◆ **YOUR TASKS**:
1) Using the article about presidential visits to Wyoming, decide whether each statement agrees with it: (a) Calvin Coolidge was in Cody in 1927; (b) the Wyoming Almanac includes an index; (c) Ulysses S. Grant was already president when he visited Fort Sanders. Answer yes or no for each and quote the words that decide it.
2) Summarize the article about presidential visits to Wyoming in two sentences.
3) Proceed with the article about presidential visits to Wyoming, picking up after its final sentence.

More Wyoming Presidents’ Days

Last week in this space we detailed visits to Wyoming by presidents Chester A. Arthur and Theodore Roosevelt with nods to six more: Truman, Kennedy, Johnson and Clinton, a future President Eisenhower and a former President Trump.

Image
Ulysses S. Grant, in light colored hat with his hand on the fence, visits Fort Sanders south of Laramie, July, 1868. He was elected president the following November. Wikimedia.
Ulysses S. Grant, in light colored hat with his hand on the fence, visits Fort Sanders south of Laramie, July, 1868. He was elected president the following November. Wikimedia.

Thanks to some alert readers, however, we’ve learned how wrong we were when we claimed those were the only ones. Nearly every president since the Civil War has stopped here before, during or after his time in office. Dewey Vanderhoff emailed from Cody to tell us there’s a big picture in the Park County Courthouse of President Calvin Coolidge in town in 1927 to help celebrate the opening of the museum that’s now the Buffalo Bill Center of the West. Mack Frost of the BBCoW sent us a a photo of that event (see below) and says the date was Aug. 30, 1927.

And longtime contributor Phil White sent a note from Laramie pointing us to pp. 462-464 of the Seventh Edition of University of Wyoming History Professor Emeritus Phil Roberts’s Wyoming Almanac, a book by Roberts and his brothers Steve and David, jampacked with interesting facts about our state. (Warning: There’s no index, but you can get lost for hours browsing around.)

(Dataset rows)

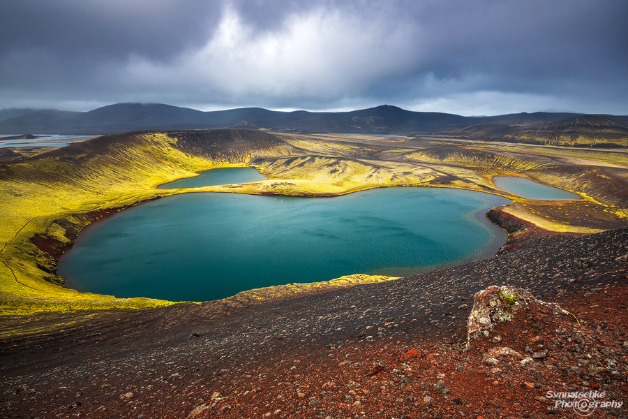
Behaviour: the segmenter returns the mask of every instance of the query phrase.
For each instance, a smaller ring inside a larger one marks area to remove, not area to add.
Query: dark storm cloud
[[[0,108],[623,113],[622,1],[3,1]]]

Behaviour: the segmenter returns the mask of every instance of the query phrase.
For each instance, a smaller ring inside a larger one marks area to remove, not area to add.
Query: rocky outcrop
[[[473,308],[467,321],[466,349],[469,349],[472,340],[489,337],[496,325],[525,317],[527,311],[535,309],[544,311],[549,309],[555,316],[575,318],[558,304],[537,300],[521,288],[493,286],[476,293],[473,296]]]

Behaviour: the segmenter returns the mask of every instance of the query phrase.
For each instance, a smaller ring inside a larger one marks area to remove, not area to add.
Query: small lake
[[[246,183],[266,180],[266,176],[257,169],[251,168],[220,168],[198,172],[198,176],[178,179],[174,182],[157,186],[158,189],[174,189],[177,188],[197,188],[214,185]]]
[[[66,147],[75,142],[87,141],[98,135],[62,135],[58,134],[34,134],[37,138],[3,140],[0,136],[0,148],[25,147]],[[5,135],[10,137],[11,135]]]
[[[539,200],[573,200],[582,199],[576,193],[548,186],[525,177],[500,176],[493,181],[497,187],[526,199]]]
[[[327,198],[185,193],[83,230],[59,263],[70,288],[207,301],[351,274],[404,276],[494,256],[498,196],[382,188]]]

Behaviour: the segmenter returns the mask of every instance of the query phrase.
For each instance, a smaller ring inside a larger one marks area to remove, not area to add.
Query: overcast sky
[[[0,0],[0,108],[628,114],[623,0]]]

◆ **WRITTEN ANSWERS**:
1)
(a) Yes: "President Calvin Coolidge in town in 1927"
(b) No: "There’s no index"
(c) No: "He was elected president the following November."

2) The article corrects an earlier claim that the eight presidents it had named were the only ones to visit Wyoming, since nearly every president since the Civil War has stopped in the state before, during or after his time in office. Readers sent evidence, including a photo of President Calvin Coolidge in Cody on Aug. 30, 1927, for the opening of the museum now called the Buffalo Bill Center of the West, and a pointer to pages 462-464 of the Wyoming Almanac.

3)
Chester Arthur was not, as we claimed last week, the first president to visit the territory or state of Wyoming; that honor goes to Ulysses S. Grant. Grant visited Fort Sanders south of Laramie in 1868 a few months before he was elected president, and then again in his second term. Future President James Garfield passed through Wyoming Territory in 1872 while he was still in the Army. Next president after Grant, Rutherford B. Hayes, spoke to a small crowd at the Cheyenne depot in 1880. Arthur as we saw last week came with a large cavalry escort to Yellowstone via Fort Washakie in 1883. Grover Cleveland, as far as we've been able to determine, never came to Wyoming. Benjamin Harrison, our frequent contributor James Nottage tells us, visited Yellowstone three times

William McKinley “peered out a train window” at Wyoming, by now a state, en route back east from the west coast, as the Robertses have it. Theodore Roosevelt made his dramatic horseback ride from Laramie to Cheyenne in 1903. William Howard Taft gave several speeches here while running, unsuccessfully as it turned out, for a second term in 1911. In the fall of 1919 Woodrow Wilson, deeply weary, gave a speech in Cheyenne promoting the League of Nations idea, near the end of a three-week, 40-city tour that nearly killed him. The next day after speaking in Pueblo, Colorado he collapsed, suffered a stroke a few days later and never recovered his health for the remaining 20 months of his term.

Image
Buffalo Bill museum founder and curator Mary Jester Allen, left, President Calvin “Silent Cal” Coolidge and Buffalo Bill granddaughter Jane Garlow in Cody, July 4, 1927. Buffalo Bill Center of the West.
Buffalo Bill museum founder and curator Mary Jester Allen, left, President Calvin “Silent Cal” Coolidge and Buffalo Bill granddaughter Jane Garlow in Cody, Aug. 30, 1927. Buffalo Bill Center of the West.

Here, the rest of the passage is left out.